**Tasks to carry out**
**A)** Translate this sentence from the study summary on New Zealand's alcohol law into Spanish: "No impact on number of premises, supply to minors or marketing was identified."
**B)** Summarize the study summary on New Zealand's alcohol law in two sentences.
**C)** Duplicate the part of the study summary on New Zealand's alcohol law starting with "To assess the" and going on through "law were included.".

**Excerpted passage**
>>>

To assess the impact of the Sale and Supply of Alcohol Act 2012 (SSAA) on the alcohol environment from 2013 to 2015.
A mixed methods study incorporating key informant interviews and administrative data to assess changes between 2013 and 2015. Perceptions of the alcohol environment, policy enforcement and policy compliance were thematically analysed and quantitative ratings summarised. Concurrent changes to drink driving law were included.
The SSAA led to a slight reduction in very late night availability in urban centres via the national 4am limit for on-licensed premises trading, which had strong compliance and enforcement. A slight increase in the perceived difficulty of obtaining licences was attributed to increased public opposition, licensing procedures and expanded application criteria. Proposed local alcohol policy (LAP) limits on trading hours and premise locations were delayed and weakened by extensive legal appeals from alcohol retailers. Only five LAPs were in force by 2015. No impact on number of premises, supply to minors or marketing was identified. Reductions in drink drive behaviour and increased availability of lower-strength beer were attributed to the lower legal blood alcohol limit for driving.
Maximum trading hours were the only element of the SSAA found to create a swift change in the alcohol environment, by slightly reducing availability in main cities. LAPs and new licence criteria may gradually constrain future availability, but the strength of LAPs has been muted by alcohol industry appeals. Introducing national, evidence-based policy measures would assist the SSAA to achieve its aim of minimising harm more swiftly, as would measures to protect the LAP development process from alcohol industry influence.

<<<

**Records shown**
>>>

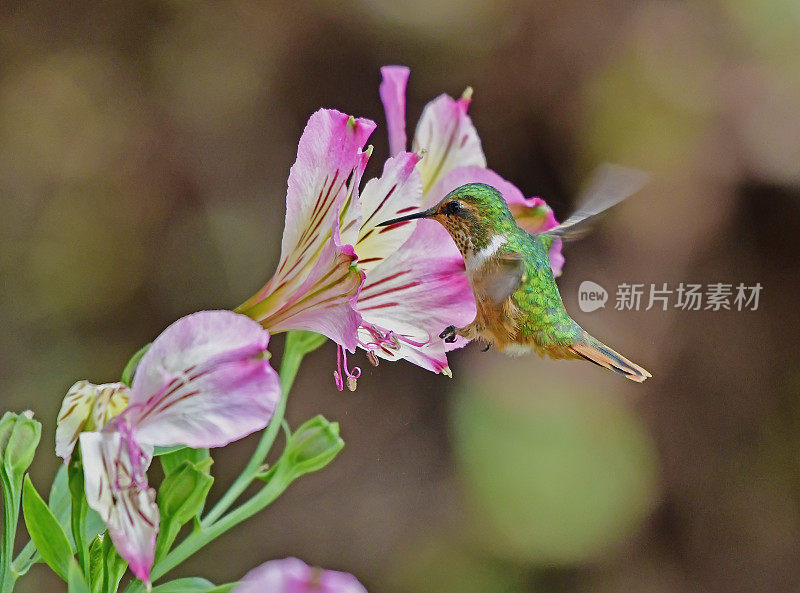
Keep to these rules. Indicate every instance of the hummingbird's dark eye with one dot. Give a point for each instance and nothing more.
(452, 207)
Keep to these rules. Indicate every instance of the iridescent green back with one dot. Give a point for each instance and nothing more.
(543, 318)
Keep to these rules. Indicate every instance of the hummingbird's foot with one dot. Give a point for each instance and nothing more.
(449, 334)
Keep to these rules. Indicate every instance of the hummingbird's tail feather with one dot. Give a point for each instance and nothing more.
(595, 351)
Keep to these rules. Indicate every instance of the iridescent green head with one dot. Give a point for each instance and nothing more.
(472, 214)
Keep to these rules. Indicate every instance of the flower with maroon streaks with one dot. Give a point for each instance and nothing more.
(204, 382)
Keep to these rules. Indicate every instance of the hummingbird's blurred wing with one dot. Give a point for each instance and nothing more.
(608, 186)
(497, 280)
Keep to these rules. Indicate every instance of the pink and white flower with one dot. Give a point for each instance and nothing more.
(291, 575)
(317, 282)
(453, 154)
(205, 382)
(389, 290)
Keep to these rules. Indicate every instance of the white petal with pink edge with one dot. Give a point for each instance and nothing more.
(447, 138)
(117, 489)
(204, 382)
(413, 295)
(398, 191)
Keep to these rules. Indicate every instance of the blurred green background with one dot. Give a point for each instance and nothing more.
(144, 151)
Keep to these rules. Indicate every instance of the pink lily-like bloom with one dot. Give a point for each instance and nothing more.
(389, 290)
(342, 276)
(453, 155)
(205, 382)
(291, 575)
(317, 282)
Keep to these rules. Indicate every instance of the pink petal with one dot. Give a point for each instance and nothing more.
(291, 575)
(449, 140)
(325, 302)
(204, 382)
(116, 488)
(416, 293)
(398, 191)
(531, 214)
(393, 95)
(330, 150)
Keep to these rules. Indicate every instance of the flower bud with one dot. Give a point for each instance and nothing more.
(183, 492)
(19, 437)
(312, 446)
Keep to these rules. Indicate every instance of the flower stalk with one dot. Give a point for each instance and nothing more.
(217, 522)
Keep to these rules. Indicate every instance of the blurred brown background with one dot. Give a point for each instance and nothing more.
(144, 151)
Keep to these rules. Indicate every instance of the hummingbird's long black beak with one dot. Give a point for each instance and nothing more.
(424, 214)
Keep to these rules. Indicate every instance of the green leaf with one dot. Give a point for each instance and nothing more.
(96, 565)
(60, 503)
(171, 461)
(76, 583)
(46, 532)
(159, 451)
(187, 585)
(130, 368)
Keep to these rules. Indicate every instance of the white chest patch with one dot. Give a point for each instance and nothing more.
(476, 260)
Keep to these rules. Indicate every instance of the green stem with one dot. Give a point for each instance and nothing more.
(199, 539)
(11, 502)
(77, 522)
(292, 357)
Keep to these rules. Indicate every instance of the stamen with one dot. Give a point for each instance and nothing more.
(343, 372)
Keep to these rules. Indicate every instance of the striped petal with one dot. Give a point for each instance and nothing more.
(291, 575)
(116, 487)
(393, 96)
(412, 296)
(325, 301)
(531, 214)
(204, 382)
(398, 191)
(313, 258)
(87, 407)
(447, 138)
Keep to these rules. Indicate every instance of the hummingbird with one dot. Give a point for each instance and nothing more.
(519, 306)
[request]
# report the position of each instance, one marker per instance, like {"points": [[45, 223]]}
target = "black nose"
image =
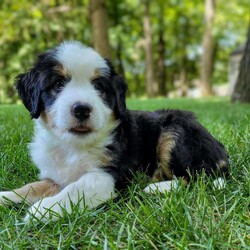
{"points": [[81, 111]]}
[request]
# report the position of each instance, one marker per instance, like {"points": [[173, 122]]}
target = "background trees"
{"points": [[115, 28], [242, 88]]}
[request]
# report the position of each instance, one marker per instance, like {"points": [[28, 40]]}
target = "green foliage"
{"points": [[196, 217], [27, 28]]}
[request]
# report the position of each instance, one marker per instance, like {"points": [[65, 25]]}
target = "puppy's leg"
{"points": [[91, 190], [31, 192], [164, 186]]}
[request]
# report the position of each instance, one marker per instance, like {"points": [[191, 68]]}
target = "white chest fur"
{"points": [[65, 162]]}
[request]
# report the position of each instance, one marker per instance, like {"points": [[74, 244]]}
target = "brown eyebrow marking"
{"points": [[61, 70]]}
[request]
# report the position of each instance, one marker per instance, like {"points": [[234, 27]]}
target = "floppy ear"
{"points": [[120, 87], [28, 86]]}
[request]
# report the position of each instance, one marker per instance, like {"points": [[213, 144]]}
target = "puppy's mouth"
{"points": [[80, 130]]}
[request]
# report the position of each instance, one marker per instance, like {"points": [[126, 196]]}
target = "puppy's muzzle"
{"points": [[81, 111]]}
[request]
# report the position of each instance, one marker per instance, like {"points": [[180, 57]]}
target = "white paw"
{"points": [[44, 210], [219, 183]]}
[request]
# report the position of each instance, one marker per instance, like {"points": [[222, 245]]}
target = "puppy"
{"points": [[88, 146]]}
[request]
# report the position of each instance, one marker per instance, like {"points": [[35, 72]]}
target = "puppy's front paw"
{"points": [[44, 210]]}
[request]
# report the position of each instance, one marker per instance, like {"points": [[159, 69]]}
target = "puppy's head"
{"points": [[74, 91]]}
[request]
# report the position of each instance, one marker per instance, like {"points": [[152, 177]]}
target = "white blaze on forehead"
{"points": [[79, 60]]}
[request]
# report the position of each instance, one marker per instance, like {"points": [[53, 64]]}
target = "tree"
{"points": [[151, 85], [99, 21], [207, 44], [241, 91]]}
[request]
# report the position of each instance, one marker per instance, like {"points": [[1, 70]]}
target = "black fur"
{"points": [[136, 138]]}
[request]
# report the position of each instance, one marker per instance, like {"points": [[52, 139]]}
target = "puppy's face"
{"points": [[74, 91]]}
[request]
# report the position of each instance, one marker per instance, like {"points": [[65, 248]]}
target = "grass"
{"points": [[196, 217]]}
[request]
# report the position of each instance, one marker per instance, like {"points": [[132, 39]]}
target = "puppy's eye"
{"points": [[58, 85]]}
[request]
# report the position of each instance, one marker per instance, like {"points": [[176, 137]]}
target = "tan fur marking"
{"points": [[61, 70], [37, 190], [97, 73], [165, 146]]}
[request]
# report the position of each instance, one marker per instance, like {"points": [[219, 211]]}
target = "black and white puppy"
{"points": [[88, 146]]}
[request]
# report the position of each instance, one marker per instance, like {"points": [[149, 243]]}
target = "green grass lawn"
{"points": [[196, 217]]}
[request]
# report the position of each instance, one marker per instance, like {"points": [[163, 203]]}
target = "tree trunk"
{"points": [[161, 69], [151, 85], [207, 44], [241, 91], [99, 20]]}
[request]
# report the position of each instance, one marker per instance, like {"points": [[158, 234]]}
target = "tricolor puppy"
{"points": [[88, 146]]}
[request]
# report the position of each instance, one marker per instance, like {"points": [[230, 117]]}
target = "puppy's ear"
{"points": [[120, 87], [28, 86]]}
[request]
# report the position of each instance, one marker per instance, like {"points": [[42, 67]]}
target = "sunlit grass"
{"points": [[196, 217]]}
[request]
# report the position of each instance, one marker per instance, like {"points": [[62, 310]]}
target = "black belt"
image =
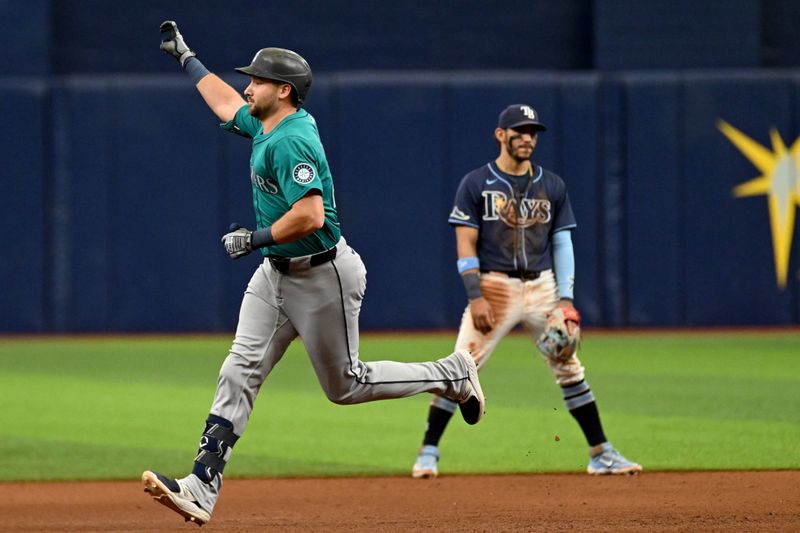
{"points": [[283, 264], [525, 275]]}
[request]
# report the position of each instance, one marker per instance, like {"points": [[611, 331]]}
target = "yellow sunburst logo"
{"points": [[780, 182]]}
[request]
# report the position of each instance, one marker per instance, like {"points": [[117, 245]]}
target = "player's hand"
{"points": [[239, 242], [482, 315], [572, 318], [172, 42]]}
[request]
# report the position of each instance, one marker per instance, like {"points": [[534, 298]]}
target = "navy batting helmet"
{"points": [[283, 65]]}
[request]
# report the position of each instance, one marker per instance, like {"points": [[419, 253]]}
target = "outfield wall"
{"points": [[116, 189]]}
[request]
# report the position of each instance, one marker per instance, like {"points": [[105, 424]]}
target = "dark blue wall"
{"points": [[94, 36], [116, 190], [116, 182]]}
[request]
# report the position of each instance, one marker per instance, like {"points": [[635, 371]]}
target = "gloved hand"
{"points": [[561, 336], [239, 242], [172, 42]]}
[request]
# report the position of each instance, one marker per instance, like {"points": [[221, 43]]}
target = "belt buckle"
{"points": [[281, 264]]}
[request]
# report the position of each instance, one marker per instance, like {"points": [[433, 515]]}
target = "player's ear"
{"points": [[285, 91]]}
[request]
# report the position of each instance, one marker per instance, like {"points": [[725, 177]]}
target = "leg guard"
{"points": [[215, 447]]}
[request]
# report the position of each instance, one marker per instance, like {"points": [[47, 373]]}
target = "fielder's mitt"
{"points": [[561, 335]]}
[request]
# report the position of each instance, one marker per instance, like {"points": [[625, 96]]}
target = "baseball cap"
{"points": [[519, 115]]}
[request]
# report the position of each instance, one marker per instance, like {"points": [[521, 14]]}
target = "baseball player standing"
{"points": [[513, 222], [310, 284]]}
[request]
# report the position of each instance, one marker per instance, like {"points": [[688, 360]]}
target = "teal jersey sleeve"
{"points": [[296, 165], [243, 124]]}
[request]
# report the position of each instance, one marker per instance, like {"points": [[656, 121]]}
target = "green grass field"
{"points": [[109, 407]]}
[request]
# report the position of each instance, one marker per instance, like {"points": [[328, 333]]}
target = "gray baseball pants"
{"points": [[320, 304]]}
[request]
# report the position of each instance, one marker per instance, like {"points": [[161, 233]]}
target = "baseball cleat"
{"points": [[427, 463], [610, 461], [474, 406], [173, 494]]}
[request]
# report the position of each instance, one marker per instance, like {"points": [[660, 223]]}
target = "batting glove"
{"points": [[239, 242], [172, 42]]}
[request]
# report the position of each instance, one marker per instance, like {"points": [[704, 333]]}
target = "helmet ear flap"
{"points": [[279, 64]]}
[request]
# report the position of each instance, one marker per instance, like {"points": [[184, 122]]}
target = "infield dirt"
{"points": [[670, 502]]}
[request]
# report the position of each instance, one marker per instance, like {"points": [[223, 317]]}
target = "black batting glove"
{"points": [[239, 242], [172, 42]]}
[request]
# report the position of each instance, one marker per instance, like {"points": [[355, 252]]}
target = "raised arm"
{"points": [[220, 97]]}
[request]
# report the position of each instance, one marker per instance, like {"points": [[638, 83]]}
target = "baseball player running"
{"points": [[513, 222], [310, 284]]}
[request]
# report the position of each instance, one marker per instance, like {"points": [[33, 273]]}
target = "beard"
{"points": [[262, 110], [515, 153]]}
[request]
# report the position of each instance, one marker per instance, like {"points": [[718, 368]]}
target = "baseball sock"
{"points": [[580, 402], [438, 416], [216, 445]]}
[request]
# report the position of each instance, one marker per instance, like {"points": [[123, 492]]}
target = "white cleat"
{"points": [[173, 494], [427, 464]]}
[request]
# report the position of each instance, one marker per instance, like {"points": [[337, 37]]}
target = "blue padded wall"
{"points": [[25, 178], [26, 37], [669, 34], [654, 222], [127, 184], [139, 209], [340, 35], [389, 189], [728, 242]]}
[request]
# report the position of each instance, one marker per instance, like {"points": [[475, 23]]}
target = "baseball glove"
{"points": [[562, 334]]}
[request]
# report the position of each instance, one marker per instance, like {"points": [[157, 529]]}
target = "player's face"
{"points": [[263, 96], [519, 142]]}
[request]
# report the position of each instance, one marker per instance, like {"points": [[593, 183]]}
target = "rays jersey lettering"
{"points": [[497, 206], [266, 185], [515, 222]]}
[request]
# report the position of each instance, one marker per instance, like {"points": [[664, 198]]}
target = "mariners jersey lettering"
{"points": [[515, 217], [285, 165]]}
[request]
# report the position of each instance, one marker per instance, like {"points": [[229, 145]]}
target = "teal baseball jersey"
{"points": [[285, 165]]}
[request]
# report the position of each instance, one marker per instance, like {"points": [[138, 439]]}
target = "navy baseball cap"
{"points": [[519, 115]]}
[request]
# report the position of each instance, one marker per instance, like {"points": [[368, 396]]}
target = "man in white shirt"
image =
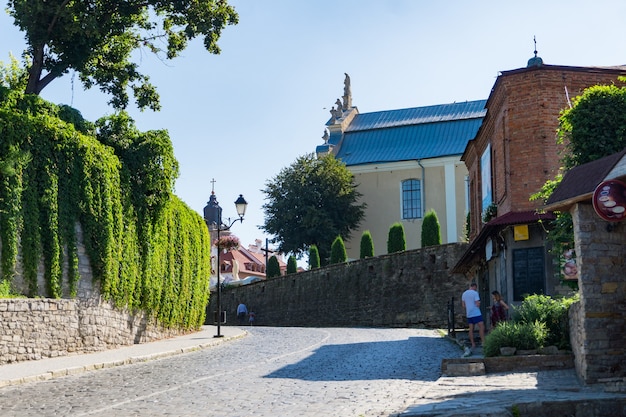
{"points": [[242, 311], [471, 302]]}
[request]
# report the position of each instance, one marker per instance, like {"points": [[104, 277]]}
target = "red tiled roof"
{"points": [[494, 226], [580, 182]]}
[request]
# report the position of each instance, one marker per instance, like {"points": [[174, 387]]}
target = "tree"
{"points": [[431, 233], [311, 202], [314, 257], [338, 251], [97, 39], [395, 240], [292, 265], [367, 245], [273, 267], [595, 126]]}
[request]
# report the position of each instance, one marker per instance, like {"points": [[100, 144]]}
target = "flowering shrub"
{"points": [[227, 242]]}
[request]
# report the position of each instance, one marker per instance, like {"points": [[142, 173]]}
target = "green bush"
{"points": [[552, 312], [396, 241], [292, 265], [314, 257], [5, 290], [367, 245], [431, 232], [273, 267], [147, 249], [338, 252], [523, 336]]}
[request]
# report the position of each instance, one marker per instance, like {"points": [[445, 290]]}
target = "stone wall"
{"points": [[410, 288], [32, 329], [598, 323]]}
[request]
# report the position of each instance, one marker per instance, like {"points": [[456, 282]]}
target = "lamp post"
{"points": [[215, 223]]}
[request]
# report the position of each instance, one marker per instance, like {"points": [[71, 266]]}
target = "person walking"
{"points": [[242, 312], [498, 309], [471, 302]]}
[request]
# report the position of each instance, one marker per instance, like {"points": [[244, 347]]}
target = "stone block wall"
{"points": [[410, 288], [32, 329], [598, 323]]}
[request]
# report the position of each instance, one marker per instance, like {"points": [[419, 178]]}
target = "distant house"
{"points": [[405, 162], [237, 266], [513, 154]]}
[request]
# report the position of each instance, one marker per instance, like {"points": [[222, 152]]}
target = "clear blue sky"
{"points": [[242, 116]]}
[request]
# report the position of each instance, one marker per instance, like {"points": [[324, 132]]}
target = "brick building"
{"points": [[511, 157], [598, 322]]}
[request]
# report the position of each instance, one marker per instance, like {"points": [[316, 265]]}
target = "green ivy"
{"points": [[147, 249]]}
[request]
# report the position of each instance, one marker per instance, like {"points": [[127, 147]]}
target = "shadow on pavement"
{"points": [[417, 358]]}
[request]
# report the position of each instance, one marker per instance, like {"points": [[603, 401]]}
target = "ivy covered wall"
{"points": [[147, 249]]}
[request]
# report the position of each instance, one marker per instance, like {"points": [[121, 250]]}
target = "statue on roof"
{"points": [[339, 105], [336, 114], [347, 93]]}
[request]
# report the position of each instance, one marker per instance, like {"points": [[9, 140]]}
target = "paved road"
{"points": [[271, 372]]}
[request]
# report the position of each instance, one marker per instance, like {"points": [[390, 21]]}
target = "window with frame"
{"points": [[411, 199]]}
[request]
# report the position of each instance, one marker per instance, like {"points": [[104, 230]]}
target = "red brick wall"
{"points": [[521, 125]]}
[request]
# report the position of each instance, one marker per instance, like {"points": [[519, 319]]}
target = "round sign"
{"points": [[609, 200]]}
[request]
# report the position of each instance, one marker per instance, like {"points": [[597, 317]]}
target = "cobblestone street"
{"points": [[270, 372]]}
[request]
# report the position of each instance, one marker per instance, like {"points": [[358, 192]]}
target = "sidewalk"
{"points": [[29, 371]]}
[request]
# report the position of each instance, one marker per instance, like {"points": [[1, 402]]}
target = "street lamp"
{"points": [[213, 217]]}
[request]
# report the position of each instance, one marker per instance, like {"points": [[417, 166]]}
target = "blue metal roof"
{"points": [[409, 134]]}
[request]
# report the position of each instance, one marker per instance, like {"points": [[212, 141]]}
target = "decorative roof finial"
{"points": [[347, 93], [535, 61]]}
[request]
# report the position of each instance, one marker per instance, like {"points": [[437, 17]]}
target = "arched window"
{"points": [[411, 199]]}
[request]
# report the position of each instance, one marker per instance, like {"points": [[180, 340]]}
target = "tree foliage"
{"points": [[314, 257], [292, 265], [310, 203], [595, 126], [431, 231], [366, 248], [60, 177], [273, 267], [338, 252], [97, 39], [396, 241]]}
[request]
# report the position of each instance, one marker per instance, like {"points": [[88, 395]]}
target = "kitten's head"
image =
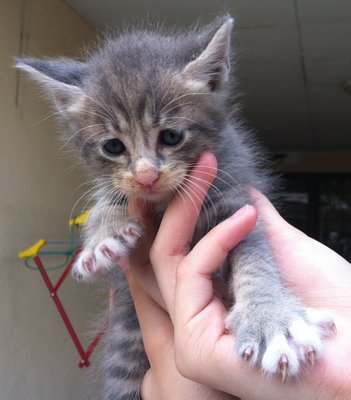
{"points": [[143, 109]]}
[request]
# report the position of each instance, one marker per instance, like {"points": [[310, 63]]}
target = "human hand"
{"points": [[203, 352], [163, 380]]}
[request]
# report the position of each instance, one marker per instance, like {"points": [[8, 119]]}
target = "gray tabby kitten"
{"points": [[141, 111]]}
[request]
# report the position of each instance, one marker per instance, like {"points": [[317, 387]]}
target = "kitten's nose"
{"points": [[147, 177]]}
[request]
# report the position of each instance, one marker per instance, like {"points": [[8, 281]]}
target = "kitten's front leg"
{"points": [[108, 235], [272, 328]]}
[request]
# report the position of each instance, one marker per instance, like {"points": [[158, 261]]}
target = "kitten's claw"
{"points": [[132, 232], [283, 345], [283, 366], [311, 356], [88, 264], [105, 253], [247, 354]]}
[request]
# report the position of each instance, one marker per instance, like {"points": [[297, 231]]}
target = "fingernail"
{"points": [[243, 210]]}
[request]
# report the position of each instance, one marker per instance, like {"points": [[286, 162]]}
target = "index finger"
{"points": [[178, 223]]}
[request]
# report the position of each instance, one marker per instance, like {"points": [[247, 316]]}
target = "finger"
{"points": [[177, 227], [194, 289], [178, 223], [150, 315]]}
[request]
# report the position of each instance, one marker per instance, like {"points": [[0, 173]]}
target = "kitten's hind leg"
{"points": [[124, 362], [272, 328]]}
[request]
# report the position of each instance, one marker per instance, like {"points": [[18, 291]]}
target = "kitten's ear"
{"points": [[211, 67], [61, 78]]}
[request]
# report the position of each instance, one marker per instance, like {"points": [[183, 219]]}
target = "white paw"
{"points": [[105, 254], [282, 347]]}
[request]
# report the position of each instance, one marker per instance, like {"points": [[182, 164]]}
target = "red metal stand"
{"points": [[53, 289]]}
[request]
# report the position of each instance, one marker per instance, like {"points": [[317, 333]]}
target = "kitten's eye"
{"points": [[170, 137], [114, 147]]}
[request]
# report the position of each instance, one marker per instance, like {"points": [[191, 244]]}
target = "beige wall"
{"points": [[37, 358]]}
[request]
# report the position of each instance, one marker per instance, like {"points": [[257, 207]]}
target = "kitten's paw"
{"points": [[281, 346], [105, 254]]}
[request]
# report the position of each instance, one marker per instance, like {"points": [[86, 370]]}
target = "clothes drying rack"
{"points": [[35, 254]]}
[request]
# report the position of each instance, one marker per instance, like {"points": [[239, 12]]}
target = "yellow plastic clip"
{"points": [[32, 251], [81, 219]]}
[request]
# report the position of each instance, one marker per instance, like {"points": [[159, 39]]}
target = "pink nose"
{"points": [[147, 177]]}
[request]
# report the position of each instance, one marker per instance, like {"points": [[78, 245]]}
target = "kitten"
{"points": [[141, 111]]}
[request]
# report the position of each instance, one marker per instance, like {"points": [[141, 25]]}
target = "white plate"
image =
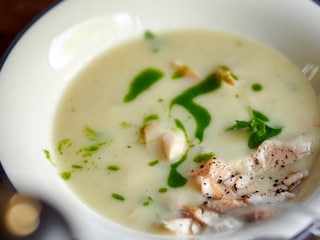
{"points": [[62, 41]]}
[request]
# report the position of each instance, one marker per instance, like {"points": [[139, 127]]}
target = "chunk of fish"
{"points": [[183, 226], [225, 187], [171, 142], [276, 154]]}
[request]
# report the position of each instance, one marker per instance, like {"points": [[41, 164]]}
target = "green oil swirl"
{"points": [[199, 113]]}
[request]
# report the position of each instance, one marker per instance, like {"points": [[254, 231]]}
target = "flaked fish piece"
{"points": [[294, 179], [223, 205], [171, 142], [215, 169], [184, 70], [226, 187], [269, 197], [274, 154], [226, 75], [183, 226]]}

<<<

**Solved problems**
**A)** No se identificó ningún impacto en el número de locales, el suministro a menores ni la publicidad.

**B)** A mixed methods study of 2013 to 2015 found that the Sale and Supply of Alcohol Act 2012 slightly reduced very late night alcohol availability in urban centers through its national 4am trading limit for on-licensed premises, but had no identified impact on the number of premises, supply to minors or marketing. Local alcohol policies were delayed and weakened by alcohol retailer appeals, with only five in force by 2015, and national evidence-based measures along with protection of the policy process from industry influence would help the Act minimize harm more swiftly.

**C)**
To assess the impact of the Sale and Supply of Alcohol Act 2012 (SSAA) on the alcohol environment from 2013 to 2015.
A mixed methods study incorporating key informant interviews and administrative data to assess changes between 2013 and 2015. Perceptions of the alcohol environment, policy enforcement and policy compliance were thematically analysed and quantitative ratings summarised. Concurrent changes to drink driving law were included.